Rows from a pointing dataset
========================

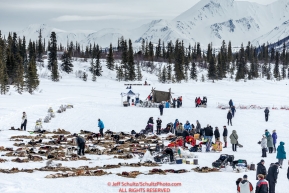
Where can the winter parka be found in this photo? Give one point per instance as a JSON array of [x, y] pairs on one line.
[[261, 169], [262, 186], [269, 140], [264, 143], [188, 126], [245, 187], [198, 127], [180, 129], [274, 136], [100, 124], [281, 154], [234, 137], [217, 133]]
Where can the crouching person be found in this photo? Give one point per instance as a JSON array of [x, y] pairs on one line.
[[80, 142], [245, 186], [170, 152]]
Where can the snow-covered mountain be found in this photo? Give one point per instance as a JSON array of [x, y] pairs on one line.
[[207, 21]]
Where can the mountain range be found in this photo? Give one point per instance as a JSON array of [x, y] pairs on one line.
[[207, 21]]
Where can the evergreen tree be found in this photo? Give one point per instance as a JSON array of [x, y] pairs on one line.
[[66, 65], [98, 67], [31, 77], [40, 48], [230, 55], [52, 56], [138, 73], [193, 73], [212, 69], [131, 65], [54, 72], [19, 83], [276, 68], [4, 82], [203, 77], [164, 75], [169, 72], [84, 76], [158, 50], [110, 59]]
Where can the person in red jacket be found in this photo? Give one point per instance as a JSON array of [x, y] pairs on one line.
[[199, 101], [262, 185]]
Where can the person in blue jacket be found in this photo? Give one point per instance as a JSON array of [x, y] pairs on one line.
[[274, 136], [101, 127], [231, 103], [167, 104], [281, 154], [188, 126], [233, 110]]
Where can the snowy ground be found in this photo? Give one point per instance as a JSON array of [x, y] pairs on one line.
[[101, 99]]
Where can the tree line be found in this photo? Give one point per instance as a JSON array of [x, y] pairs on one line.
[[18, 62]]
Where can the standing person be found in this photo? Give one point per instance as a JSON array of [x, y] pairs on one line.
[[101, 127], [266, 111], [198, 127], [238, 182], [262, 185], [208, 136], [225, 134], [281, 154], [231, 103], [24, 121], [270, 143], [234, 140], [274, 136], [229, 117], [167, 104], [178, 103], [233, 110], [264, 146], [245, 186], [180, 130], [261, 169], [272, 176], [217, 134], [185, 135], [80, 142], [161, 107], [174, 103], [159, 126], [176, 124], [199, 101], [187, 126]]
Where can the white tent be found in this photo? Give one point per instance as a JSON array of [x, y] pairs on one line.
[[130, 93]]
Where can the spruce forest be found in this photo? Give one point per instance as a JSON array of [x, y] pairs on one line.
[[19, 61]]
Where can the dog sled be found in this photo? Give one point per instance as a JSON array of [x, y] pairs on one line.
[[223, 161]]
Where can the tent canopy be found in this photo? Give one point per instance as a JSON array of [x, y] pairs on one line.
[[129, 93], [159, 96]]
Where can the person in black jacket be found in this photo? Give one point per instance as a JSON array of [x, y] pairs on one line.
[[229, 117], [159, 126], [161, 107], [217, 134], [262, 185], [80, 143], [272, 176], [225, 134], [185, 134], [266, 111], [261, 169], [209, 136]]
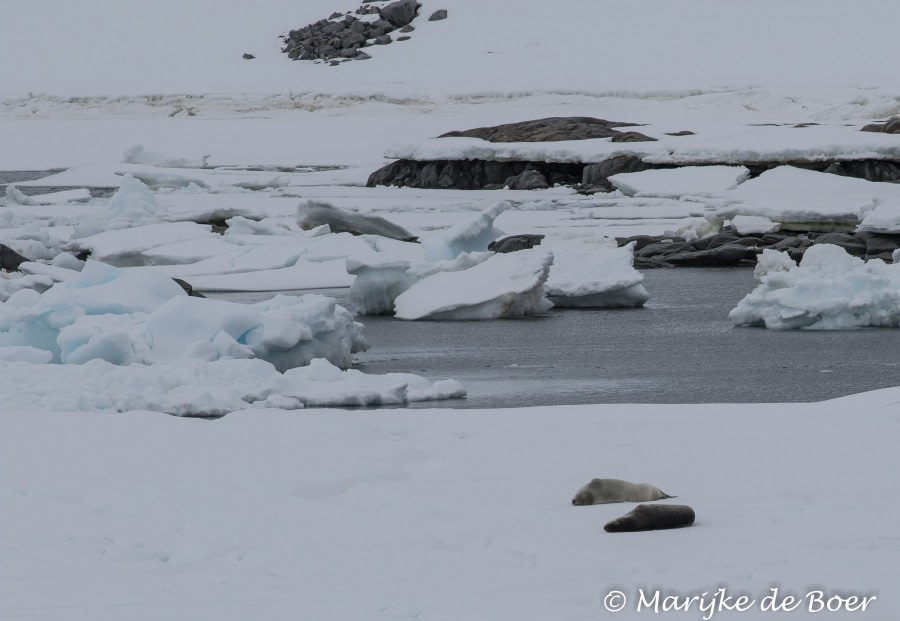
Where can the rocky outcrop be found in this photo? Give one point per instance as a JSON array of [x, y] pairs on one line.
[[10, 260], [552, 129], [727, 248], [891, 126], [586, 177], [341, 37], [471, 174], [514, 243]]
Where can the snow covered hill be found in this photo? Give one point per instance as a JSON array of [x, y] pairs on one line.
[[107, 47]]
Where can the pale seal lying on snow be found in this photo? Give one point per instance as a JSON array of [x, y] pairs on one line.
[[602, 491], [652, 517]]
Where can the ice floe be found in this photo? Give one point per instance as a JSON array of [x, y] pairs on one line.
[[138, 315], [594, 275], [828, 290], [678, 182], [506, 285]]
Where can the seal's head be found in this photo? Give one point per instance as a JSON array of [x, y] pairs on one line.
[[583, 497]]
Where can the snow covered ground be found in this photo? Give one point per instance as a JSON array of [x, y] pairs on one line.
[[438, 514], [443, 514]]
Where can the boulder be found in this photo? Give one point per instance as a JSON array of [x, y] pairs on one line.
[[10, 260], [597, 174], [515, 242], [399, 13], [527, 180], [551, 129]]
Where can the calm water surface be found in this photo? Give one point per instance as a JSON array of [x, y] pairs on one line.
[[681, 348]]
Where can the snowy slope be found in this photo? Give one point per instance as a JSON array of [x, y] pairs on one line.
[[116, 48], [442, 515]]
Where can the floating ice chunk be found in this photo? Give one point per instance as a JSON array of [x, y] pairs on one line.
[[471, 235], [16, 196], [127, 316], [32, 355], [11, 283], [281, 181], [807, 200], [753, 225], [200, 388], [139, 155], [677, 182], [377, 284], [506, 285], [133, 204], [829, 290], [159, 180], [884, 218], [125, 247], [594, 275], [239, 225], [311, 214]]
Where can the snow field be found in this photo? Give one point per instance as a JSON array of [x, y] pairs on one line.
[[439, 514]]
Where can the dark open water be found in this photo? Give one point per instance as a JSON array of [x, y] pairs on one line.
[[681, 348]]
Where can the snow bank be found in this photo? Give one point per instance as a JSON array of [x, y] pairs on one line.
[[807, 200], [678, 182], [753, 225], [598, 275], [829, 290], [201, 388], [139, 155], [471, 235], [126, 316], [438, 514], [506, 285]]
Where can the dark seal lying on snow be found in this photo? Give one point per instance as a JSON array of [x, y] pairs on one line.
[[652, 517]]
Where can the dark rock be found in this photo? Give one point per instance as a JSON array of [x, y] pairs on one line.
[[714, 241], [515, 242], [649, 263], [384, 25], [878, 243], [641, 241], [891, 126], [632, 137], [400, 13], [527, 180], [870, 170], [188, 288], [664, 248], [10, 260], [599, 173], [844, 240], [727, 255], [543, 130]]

========================

**Given request:**
Print only the lines from the one with "Where can the calm" to the end of the records, both included.

**Solution to the exercise:**
Where can the calm water surface be found in this photo? Give one point per instance as a JSON array of [x, y] pairs on one line.
[[681, 348]]
Where can the snowy slope be found in this photo? Give one point per instance as a JSON array of [x, y] pairs on one line.
[[116, 48], [442, 515]]
Where can the floating ice chunk be found in this photo? Give one point per instance as a JSON array of [x, y] pairs on one line.
[[471, 235], [16, 196], [127, 316], [32, 355], [11, 283], [281, 181], [807, 200], [753, 225], [200, 388], [139, 155], [677, 182], [377, 284], [506, 285], [133, 204], [829, 290], [159, 180], [884, 218], [125, 247], [594, 275], [239, 225], [311, 214]]
Where can the snow field be found in this photo? Give one point per instance as a JSON array of [x, y] pairs on one line.
[[439, 514]]
Where can the dark open water be found in this photo? Give one point per instance as a JSON array of [x, y] pairs on one line.
[[681, 348]]
Where can the snow bank be found in this photo? Give one point per instance as a JSON array of [x, y] pairs on one line.
[[807, 200], [678, 182], [753, 225], [598, 275], [829, 290], [201, 388], [139, 155], [471, 235], [126, 316], [438, 514], [506, 285]]
Where can the dark seal lying on snow be found in this photo? Give one point per instance as a JSON array of [x, y] pairs on one line.
[[652, 517]]
Where can the dark rock be found in this photo? Give one point per instance as a JSON array of [x, y] pairs on one line.
[[714, 241], [515, 242], [649, 263], [384, 25], [878, 243], [641, 241], [891, 126], [632, 137], [400, 13], [527, 180], [870, 170], [188, 288], [664, 248], [10, 260], [599, 173], [844, 240], [727, 255], [543, 130]]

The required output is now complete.